*** Opening Data provided ***

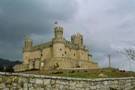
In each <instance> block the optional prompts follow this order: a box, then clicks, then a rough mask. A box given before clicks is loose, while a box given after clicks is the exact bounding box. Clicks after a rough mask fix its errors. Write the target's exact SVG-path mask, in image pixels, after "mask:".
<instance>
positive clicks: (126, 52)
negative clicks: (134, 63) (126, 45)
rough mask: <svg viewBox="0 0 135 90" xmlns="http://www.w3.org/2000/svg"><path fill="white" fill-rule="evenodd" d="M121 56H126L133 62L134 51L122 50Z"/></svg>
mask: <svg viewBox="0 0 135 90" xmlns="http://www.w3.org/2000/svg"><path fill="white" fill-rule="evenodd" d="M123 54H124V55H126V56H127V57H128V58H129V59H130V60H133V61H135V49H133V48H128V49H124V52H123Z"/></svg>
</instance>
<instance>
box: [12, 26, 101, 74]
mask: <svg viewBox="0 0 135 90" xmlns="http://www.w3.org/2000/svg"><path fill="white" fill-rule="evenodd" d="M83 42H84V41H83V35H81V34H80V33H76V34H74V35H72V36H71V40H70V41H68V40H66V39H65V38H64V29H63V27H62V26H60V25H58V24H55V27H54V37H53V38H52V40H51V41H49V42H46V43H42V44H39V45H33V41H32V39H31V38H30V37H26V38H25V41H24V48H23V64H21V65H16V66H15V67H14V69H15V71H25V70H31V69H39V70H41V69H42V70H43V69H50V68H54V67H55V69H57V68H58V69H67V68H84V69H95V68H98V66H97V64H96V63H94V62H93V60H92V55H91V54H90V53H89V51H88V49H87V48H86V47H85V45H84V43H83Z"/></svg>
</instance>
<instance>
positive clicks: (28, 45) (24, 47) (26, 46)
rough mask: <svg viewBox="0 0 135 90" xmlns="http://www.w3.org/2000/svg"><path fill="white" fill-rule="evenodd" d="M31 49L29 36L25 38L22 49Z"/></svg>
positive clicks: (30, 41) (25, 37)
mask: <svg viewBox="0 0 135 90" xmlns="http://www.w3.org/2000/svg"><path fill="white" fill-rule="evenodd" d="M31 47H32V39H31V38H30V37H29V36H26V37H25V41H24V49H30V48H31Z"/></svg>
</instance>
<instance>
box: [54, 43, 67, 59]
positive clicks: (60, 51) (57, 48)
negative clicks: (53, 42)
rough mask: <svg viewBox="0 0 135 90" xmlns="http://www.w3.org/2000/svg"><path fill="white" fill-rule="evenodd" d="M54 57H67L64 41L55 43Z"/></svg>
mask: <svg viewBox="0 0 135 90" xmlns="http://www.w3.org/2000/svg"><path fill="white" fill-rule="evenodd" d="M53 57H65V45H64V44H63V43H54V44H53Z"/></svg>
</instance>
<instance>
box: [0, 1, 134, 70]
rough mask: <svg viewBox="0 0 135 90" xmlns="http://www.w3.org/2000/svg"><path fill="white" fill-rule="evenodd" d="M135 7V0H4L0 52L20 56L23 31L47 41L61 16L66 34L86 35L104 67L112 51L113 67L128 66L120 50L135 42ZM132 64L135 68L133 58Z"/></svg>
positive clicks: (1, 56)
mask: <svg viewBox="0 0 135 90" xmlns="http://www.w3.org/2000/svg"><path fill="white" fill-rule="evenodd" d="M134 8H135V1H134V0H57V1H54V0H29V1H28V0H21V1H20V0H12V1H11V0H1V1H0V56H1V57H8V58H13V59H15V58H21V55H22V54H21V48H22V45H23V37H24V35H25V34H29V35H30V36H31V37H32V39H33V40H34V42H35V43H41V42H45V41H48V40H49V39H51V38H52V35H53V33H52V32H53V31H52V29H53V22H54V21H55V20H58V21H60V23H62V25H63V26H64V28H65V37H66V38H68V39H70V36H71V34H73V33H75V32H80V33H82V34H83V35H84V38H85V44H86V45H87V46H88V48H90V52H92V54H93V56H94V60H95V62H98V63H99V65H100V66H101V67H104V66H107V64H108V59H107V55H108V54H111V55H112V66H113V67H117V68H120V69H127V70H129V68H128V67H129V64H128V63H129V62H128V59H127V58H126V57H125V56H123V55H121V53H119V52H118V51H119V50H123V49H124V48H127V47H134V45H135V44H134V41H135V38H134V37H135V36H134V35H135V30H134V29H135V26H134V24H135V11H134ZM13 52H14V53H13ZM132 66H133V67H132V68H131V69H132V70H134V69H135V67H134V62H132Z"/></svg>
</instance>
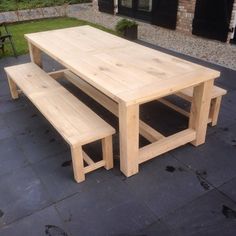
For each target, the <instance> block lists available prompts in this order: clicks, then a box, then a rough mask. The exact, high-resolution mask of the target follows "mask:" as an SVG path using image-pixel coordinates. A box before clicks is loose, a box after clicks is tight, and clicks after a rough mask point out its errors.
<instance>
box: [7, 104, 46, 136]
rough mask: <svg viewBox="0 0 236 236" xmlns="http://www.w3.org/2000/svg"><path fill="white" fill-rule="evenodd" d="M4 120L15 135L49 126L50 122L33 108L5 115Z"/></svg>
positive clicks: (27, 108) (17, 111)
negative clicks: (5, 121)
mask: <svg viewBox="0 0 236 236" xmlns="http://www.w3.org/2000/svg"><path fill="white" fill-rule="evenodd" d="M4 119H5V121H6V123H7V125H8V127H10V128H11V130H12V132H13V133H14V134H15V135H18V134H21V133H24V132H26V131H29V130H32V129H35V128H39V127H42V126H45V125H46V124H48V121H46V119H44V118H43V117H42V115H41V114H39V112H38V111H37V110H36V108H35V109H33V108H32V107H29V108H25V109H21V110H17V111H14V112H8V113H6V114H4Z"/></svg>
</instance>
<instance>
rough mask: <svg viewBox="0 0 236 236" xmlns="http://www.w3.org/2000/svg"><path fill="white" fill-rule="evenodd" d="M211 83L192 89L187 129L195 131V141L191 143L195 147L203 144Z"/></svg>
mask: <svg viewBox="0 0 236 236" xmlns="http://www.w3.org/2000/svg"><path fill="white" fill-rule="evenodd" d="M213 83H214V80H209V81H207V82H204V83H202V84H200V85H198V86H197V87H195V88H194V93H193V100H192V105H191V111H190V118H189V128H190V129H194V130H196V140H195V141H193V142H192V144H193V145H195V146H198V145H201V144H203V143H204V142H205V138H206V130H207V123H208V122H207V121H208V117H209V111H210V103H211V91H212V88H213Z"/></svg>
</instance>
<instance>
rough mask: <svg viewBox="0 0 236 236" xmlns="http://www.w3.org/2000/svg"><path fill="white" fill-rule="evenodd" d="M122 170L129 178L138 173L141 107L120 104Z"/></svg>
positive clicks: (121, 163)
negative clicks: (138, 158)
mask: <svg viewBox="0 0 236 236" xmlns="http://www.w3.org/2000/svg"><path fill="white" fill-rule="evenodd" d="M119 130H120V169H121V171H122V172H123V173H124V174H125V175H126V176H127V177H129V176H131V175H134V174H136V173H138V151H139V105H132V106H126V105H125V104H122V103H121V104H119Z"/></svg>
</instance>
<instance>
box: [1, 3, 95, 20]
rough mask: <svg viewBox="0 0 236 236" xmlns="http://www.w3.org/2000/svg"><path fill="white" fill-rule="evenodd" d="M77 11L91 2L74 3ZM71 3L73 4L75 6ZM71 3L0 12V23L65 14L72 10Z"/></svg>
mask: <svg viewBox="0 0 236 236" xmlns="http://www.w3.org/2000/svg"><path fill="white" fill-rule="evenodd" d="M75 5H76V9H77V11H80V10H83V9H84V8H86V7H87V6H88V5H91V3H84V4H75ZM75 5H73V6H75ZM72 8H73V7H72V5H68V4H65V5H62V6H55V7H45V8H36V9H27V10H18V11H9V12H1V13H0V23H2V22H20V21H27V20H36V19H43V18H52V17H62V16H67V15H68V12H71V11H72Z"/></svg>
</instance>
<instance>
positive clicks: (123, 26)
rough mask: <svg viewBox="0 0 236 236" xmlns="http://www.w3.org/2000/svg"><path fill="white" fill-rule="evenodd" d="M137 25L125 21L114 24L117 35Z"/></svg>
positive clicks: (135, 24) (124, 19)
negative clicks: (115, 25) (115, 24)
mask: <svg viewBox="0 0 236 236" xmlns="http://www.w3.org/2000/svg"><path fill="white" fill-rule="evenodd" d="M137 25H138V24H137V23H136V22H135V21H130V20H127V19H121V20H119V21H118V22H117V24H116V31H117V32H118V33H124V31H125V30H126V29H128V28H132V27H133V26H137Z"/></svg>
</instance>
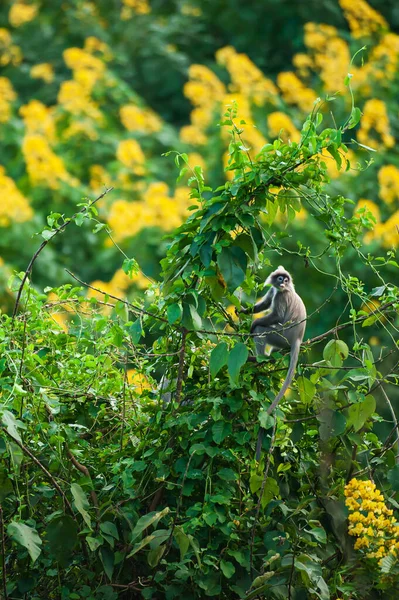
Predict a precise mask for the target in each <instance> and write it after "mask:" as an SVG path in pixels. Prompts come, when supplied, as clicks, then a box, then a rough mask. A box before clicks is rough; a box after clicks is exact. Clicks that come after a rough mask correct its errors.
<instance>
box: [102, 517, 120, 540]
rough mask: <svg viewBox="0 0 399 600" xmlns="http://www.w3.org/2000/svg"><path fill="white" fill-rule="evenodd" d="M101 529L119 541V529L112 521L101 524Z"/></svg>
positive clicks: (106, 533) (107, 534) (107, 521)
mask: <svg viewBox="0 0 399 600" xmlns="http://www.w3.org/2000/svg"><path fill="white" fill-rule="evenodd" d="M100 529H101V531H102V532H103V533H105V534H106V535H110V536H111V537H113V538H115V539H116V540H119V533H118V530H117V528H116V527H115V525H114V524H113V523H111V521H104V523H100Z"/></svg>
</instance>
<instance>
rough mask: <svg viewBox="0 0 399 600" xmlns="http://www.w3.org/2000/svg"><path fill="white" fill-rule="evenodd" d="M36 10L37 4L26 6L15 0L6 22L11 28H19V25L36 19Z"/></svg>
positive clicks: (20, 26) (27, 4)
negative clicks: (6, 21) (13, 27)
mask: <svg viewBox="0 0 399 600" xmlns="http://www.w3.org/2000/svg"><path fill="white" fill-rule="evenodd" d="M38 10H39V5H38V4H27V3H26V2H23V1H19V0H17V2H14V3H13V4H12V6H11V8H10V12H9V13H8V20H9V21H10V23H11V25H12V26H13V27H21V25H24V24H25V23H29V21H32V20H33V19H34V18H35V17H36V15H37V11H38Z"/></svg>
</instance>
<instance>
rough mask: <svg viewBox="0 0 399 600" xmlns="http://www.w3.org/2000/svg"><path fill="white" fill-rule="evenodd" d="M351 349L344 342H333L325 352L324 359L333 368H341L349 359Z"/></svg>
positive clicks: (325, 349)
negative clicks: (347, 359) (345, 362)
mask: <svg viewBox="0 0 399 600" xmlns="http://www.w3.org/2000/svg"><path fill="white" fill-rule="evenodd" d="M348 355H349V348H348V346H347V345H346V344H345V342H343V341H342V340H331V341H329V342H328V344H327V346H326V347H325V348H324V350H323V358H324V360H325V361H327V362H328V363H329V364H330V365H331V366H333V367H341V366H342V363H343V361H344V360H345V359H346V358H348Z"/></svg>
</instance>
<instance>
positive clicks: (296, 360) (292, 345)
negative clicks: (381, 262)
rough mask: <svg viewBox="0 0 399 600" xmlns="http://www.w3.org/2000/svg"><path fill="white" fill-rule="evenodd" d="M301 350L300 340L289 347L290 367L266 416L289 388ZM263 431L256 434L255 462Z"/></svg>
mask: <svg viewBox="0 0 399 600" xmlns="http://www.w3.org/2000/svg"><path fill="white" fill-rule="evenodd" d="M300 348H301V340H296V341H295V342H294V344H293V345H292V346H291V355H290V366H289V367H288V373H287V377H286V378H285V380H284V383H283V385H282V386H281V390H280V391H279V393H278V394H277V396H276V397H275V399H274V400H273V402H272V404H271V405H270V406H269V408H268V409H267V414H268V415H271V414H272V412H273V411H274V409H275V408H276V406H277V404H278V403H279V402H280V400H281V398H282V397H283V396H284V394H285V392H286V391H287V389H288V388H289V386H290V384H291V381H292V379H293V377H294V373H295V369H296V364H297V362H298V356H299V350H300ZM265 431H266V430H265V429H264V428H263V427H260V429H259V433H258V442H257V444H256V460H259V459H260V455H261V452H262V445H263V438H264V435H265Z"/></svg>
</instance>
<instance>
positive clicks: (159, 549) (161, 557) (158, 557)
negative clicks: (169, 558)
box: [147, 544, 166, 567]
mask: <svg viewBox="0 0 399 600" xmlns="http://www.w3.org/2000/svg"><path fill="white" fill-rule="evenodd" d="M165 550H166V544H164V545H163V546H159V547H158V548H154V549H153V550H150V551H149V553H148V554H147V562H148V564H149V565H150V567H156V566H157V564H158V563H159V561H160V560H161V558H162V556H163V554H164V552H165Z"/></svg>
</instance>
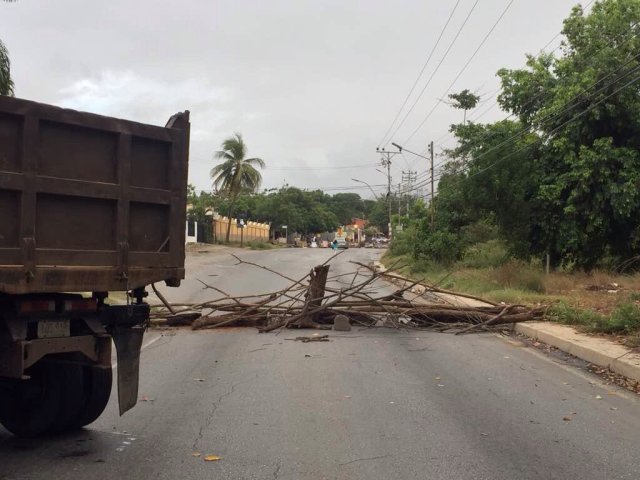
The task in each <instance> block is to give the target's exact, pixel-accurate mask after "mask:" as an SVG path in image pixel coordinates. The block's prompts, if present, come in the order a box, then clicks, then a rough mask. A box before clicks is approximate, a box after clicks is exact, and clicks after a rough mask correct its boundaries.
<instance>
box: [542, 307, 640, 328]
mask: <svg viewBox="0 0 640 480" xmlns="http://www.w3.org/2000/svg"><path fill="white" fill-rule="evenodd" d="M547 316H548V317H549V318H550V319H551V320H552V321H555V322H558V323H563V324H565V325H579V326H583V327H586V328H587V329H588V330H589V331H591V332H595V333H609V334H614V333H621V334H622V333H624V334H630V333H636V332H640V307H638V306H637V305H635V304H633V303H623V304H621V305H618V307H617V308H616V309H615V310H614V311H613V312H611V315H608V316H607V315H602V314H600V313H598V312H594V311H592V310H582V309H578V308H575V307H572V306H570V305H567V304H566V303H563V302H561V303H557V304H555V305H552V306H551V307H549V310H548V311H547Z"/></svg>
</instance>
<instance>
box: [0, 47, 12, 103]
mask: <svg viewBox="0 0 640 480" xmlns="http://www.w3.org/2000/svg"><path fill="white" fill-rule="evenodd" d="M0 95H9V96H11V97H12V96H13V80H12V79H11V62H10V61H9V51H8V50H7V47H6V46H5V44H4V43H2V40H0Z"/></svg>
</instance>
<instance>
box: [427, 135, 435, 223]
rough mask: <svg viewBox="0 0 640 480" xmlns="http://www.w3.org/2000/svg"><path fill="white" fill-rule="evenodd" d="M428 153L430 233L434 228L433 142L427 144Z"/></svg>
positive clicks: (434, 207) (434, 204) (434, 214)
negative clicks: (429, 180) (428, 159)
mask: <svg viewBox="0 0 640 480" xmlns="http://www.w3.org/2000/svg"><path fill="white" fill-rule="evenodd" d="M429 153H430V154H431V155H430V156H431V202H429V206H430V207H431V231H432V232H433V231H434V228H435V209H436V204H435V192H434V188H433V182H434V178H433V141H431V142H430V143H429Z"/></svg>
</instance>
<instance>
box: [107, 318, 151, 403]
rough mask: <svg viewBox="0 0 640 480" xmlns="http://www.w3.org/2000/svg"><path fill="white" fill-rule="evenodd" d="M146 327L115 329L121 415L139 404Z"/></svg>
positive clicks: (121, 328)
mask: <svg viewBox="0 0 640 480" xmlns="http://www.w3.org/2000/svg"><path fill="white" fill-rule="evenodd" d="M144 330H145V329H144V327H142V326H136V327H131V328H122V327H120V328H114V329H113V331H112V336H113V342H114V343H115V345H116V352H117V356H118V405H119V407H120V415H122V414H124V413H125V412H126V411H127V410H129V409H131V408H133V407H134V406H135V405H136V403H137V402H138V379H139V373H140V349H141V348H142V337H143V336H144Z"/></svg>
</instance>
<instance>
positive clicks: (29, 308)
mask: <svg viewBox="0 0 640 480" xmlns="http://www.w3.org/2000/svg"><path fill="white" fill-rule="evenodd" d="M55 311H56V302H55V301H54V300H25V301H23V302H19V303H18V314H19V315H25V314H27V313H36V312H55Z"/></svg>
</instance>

*** Closing Data provided ***

Could you format the lines of data from the one containing "negative clicks: (6, 21) (13, 27)" through the one containing "positive clicks: (325, 349)", both included, as a numbered list with blank lines omitted?

#### Result of this exercise:
1. negative clicks: (6, 21) (13, 27)
2. mask: <svg viewBox="0 0 399 600" xmlns="http://www.w3.org/2000/svg"><path fill="white" fill-rule="evenodd" d="M38 10H39V5H38V4H27V3H26V2H23V1H19V0H17V2H14V3H13V4H12V6H11V8H10V12H9V13H8V20H9V21H10V23H11V25H12V26H13V27H21V25H24V24H25V23H29V21H32V20H33V19H34V18H35V17H36V15H37V11H38Z"/></svg>
3. </instance>
4. <instance>
5. rough mask: <svg viewBox="0 0 399 600" xmlns="http://www.w3.org/2000/svg"><path fill="white" fill-rule="evenodd" d="M351 349L344 342H333L325 352L324 359L333 368H341L349 359Z"/></svg>
6. positive clicks: (325, 349)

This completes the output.